* _DIRECTIONS_
Rescale the records below, from their start up to and including the line that contains "[[258, 94], [273, 91], [309, 50], [266, 102]]": write out every line again with the requests included, and multiply each coordinate in the answers by 1.6, rounding to whole numbers with halves rounded up. Leave the numbers in the requests and in their sample coordinate lists unchanged.

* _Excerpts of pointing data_
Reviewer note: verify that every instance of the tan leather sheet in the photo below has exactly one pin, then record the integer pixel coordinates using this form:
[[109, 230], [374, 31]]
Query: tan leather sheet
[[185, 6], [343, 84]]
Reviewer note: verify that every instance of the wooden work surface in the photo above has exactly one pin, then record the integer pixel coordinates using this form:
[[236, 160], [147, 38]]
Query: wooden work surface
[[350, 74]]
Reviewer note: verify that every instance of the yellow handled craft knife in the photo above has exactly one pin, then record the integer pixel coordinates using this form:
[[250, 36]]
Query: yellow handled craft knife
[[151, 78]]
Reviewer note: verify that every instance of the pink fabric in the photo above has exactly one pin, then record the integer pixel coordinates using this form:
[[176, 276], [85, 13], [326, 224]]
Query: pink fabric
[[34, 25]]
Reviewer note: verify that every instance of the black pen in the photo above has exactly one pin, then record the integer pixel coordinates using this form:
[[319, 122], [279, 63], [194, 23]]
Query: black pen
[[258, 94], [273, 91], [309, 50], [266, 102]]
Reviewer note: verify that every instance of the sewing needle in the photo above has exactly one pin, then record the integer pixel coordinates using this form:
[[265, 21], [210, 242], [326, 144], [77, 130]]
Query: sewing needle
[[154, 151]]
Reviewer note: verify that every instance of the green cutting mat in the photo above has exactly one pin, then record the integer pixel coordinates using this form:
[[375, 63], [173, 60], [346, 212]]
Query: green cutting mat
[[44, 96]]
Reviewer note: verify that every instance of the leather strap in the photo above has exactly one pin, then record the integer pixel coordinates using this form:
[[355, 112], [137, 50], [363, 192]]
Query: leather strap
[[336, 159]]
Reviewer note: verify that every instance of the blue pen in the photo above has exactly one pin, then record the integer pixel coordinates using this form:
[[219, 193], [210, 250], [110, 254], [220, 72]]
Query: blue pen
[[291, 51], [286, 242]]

* _ANSWER FOR THIS EXERCISE_
Reviewer note: verify that every instance of the tan leather sheet in the photo below has exactly one pin, then record the integer pixel coordinates using this form:
[[109, 230], [374, 31]]
Query: tan leather sheet
[[296, 10], [549, 134]]
Reviewer note: verify that every instance of the wooden work surface in the photo above has exactly one pin, then record the integer pixel coordinates using this form:
[[236, 160], [147, 38]]
Query: wooden work surface
[[560, 118]]
Reviewer note: verify that every instance of the yellow handled craft knife in the photo above has exactly one pin, then record the integer pixel coordinates using this form:
[[250, 36]]
Query: yellow handled craft knife
[[242, 125]]
Reviewer note: verify that every instance of the pink fabric in the photo above has exactly one pin, then record the integer pixel coordinates using this form:
[[176, 276], [85, 13], [326, 224]]
Query: pink fabric
[[54, 40]]
Reviewer note: verify that every instance of the black pen in the photo above has exactly one pin, then record the integer pixel coordinates using this form:
[[319, 122], [279, 63], [194, 23]]
Query: black pen
[[413, 150], [437, 146], [494, 80], [426, 163]]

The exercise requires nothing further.